Set tasks
- a) In the excerpt on segregation in Canadian cities, what do Kazemipur and Halli (2000) blame for the deteriorating economic position of visible minorities?
- b) List every work cited in the excerpt on segregation in Canadian cities, giving each by its authors and year.

Source excerpt
Recent social trends raise doubts about this benign view of segregation in Canadian cities. The economic difficulties of recent immigrants, of whom the vast majority are people of colour, suggest that processes of racialization and class formation in Canada are still linked, but the extent to which residential segregation is implicated in these social processes is still being debated. On one side, Kazemipur and Halli (2000) argue that the deteriorating economic position of visible minorities is due to increasing segregation, however, others see a more complicated picture. Between 1991 and 1996, the segregation of South Asians, Chinese, and blacks increased (Hiebert 1999, Balakrishnan and Hou 1995). The increases are small and possibly insignificant given the overall low levels of segregation, but they are linked to income and other measures of social mobility. South Asians, blacks, and Chinese who have low incomes tend to be more concentrated than their more affluent counterparts. Many municipalities where poverty increased between 1991 and 1996 also had growing immigrant populations (Lee 2000).

Data provided

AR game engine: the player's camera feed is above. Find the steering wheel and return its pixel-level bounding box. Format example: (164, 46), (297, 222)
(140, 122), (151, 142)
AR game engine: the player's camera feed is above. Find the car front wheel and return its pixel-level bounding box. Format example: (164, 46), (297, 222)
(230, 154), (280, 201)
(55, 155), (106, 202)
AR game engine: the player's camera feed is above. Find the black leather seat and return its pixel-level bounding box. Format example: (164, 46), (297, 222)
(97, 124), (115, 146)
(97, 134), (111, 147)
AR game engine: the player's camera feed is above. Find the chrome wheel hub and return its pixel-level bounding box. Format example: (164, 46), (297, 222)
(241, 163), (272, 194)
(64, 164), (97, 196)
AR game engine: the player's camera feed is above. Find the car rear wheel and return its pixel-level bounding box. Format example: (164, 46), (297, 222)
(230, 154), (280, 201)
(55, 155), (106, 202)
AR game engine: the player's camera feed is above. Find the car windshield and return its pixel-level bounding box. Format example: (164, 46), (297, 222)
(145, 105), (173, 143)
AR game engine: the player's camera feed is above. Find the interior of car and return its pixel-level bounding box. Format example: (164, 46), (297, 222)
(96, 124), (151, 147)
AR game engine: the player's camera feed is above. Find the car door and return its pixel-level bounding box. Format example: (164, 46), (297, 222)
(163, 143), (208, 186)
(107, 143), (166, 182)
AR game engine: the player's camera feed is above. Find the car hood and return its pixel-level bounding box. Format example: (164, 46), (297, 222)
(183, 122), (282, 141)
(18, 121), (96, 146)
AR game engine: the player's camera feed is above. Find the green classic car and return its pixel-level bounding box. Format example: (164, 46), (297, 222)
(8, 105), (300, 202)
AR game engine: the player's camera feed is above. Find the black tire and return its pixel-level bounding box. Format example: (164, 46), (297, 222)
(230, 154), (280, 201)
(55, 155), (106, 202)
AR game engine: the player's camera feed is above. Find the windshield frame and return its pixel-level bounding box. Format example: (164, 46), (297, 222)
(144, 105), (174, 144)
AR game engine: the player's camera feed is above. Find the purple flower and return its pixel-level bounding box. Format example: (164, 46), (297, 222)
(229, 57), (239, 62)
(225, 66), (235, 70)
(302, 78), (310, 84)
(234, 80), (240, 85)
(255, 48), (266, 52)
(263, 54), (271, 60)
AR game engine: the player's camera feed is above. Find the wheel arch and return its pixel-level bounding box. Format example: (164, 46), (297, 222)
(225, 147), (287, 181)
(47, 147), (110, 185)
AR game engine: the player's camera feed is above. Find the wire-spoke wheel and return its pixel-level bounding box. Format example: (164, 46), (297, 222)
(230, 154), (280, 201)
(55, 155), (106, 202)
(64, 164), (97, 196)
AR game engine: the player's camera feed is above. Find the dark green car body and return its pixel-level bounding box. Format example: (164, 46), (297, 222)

Solutions in order
- a) Increasing segregation.

- b)
- Kazemipur and Halli (2000)
- Hiebert (1999)
- Balakrishnan and Hou (1995)
- Lee (2000)